→ **Instructions to follow**: For every record that follows, write out the text exactly and omit the picture, if one is present.

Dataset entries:
==================================================

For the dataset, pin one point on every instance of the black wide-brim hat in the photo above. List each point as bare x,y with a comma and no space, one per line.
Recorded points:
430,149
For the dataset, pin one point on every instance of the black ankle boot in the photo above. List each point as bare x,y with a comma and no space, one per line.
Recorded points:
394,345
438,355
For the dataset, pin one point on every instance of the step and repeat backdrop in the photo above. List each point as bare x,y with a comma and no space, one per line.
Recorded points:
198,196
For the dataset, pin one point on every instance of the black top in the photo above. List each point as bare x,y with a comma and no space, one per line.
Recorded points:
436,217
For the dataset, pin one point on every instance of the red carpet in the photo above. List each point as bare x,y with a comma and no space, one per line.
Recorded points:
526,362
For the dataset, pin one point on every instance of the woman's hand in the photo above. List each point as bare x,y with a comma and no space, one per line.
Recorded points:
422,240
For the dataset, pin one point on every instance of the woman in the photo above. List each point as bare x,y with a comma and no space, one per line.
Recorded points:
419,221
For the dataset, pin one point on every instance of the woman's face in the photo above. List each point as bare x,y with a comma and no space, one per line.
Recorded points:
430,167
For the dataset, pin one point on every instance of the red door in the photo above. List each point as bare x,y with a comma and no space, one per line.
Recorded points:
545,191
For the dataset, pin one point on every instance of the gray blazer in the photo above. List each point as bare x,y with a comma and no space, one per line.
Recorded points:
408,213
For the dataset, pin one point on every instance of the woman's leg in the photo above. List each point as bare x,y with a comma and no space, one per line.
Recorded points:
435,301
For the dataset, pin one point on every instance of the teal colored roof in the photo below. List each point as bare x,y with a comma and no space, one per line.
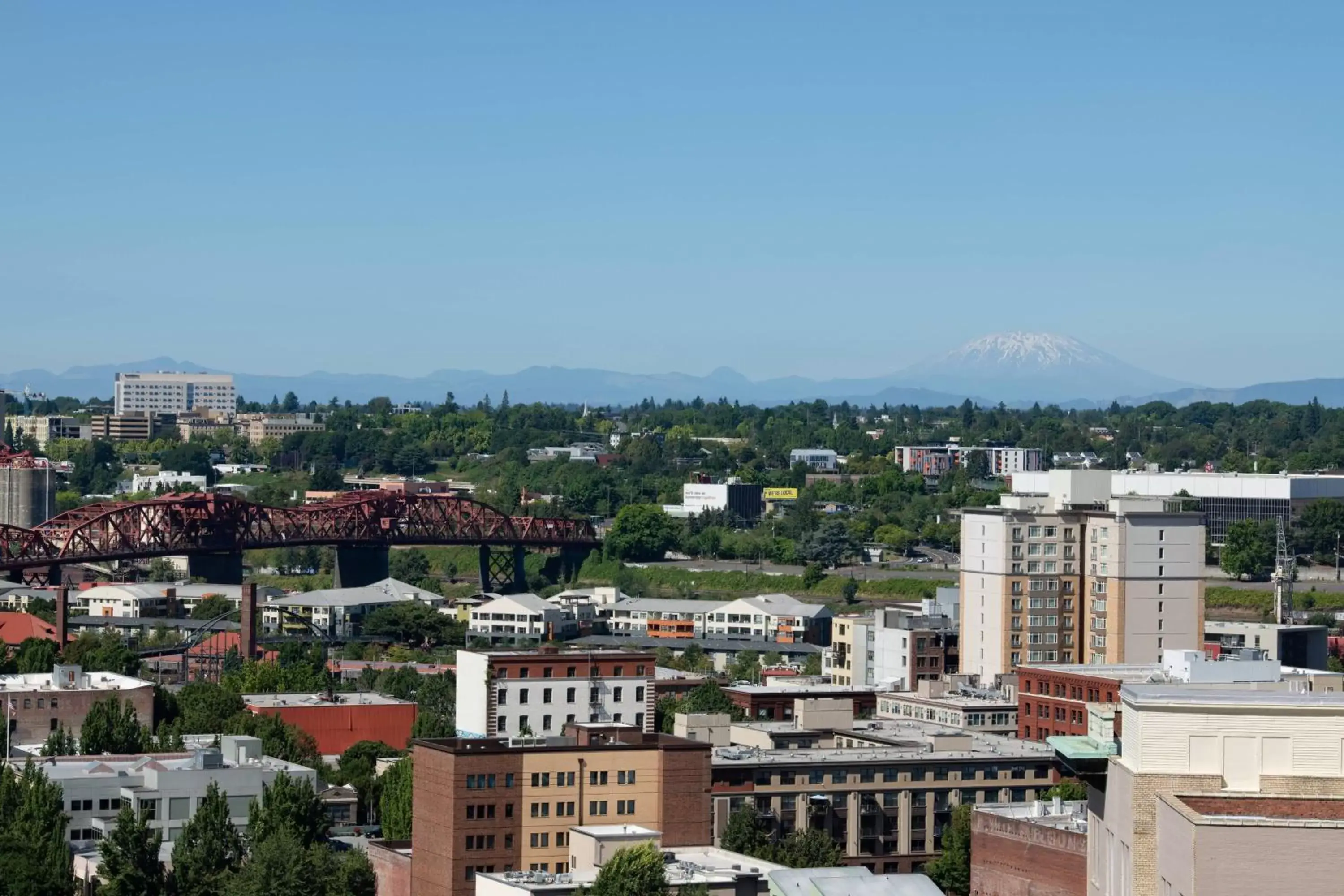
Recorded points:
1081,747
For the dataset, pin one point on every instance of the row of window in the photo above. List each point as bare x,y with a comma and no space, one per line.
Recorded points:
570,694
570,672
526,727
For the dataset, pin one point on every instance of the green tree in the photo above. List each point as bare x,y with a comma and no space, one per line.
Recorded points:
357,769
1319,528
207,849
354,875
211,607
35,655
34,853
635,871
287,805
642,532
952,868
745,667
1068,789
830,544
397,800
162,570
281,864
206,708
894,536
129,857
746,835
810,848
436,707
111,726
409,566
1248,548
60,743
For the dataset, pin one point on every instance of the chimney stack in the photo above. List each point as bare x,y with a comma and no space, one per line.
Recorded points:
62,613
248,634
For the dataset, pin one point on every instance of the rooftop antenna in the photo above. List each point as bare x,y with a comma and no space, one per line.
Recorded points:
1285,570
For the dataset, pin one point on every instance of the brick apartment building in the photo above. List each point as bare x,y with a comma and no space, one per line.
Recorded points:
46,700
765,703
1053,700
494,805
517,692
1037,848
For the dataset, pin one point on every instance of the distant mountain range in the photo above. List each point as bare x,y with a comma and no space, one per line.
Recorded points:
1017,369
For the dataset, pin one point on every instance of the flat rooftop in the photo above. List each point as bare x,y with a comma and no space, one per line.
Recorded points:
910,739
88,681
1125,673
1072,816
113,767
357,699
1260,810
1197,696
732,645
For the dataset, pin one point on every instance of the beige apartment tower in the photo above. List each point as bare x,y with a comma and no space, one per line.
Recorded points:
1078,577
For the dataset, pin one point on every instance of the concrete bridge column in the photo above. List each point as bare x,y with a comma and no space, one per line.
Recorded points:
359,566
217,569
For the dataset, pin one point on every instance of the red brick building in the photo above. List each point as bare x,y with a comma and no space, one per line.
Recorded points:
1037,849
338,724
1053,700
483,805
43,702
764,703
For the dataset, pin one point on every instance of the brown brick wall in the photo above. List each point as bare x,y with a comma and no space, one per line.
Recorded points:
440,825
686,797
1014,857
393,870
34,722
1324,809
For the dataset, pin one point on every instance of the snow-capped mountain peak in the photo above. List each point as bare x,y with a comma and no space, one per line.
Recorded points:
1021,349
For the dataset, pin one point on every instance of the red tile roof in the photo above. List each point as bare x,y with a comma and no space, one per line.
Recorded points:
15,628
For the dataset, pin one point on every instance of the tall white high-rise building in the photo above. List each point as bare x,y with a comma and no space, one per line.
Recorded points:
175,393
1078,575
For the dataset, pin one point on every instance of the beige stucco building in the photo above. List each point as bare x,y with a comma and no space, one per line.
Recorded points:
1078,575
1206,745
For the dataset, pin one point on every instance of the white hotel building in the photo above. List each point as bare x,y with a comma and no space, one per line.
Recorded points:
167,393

==================================================

→ **Solution below**:
For the dataset, pin one point on every instance of the black wide-brim hat in the photo above. List each point as bare x,y with a comma and no space, one per line.
Recorded points:
430,149
For the dataset, pin one point on every instance of the black ankle boot in the photo above. List each point as bare x,y with a comma and no space, one per line.
Recorded points:
394,345
438,355
For the dataset, pin one point on every instance of the step and repeat backdrop in the photo above. List each point as bare x,y with a comma and no space, one per line.
Recorded points:
198,196
For the dataset, pin one point on every instance of the black top in the photo above. List each point as bare x,y with a comma and no space, one per line.
Recorded points:
436,217
For the dataset, pin one point on every instance of the red carpet in the photo above. List each point as bare x,y with a comma and no space, one per line.
Recorded points:
526,362
For the dataset, pin one point on every instance of the woman's hand in the photo above. List each point as bare x,y with a comma and no space, one per line.
Recorded points:
422,240
For the dataset, pin one point on every instance of the woman in the photo above. List each point as bare x,y with a comma and no space, one per line.
Recorded points:
419,221
For the dataset, pin one point on every instance of the woman's face in the photo above. List each point as bare x,y with a comma and no space, one per line.
Recorded points:
430,167
For the dataset, pin one point on every instance of the red door in the photo above. List each point as bare x,y with a comma and no space, one per line.
Recorded points:
545,191
For the dataset, pin one point on every instance of the gray blazer in the photo above. List each point as bare x,y with a comma and no space, one per line.
Recorded points:
408,213
For the dataset, pin one point on every instance of the woman's leg in the photo above. List each point as bare x,y with a comma and no space, one per line.
Recorded points:
435,301
For the dataset, pin one point on every instance of the teal colored roof in the photo below. List each point as bare x,y with a comma and no space, one per line.
Recorded points:
1081,747
For the dataset, pin one point on every instance of the row of window in the photo above. List each point as bare x,y with a comma and no space, one per line.
Recorded points:
570,694
570,672
526,727
For the dataset, pin one point on every instance of the green tree in the photo above. List each point as bare x,y with a comma and no space, one per line.
Recorded points:
357,769
1319,528
207,849
354,875
211,607
35,655
34,853
635,871
287,805
642,532
952,868
745,667
1068,789
830,544
397,800
162,570
281,864
206,708
894,536
129,857
746,835
810,848
436,707
111,726
409,566
1248,548
60,743
For the dataset, pin one point on every instance of the chimney stack in the photo above. List each point as bare x,y with a comma and no space, one per line.
Recorded points:
62,613
248,634
For the dataset, pin one point on every instance of the rooftop antenna in the photo above. List each point as bare x,y with a comma and no space, one per line.
Recorded points:
1285,570
For the dataset, pin one point on every instance of the brick apartment building in the photo above. List each point as bare x,y with a comma and no space, one per line.
Recorded points:
46,700
765,703
1053,700
494,805
517,692
1037,848
For the dataset, pin one point on every instance of the distant mountain range in the photo above. List each point as bare x,y with a comma and no space, one per line.
Recorded points:
1017,369
For the dataset, pin one point on every instance of the flat rooftop in the photo above. List each point as bare x,y with a comma and no space, one per line.
Recorded points:
910,739
88,681
1125,673
1072,816
113,767
357,699
1260,810
1197,696
732,645
For the dataset, pin one point on every instance of the beige apartment tower in the photo above. List each point as bare x,y with a comma and no space, one per line.
Recorded points:
1078,577
For the dataset, pin one point on every instance of the concrete bridge column in the photo above. List each point as bare x,y with a comma and no space, one per line.
Recorded points:
359,566
217,569
For the dataset, pin one point on every instance of the red brick building in the photo above. List each point as bare x,y with a comma and no space, one per line.
Recorded points:
1037,849
338,724
1053,700
483,805
43,702
764,703
For the dataset, pin one point on every instance of the brown brick wall in the photo above. List each point as bare x,y with a comma and no space, one per line.
Recorded points:
440,825
686,797
1014,857
393,870
34,722
1324,809
For the dataset, pin one point on every instance of the snow-capped mountain peak in the photo above. List each point as bare x,y with a comma and no space, one per line.
Recorded points:
1021,349
For the dataset, pin one point on every instance of the red tile roof in the photo above. List each point as bare x,y with a comma and no space, one per line.
Recorded points:
15,628
For the dataset, pin one point on every instance of the tall white high-rise building in the photo above. List each point as bare x,y with a comma and no space, one per line.
Recorded points:
175,393
1078,575
For the dataset, pin one point on every instance of the beige stucco building in the photo above. List each point as bare x,y with a comma and no space, one per line.
Recorded points:
1078,575
1206,745
For the dataset, pin one point on every instance of the white hotel building in the photo above. List each point as bare x,y with a comma and no space, one per line.
Recorded points:
167,393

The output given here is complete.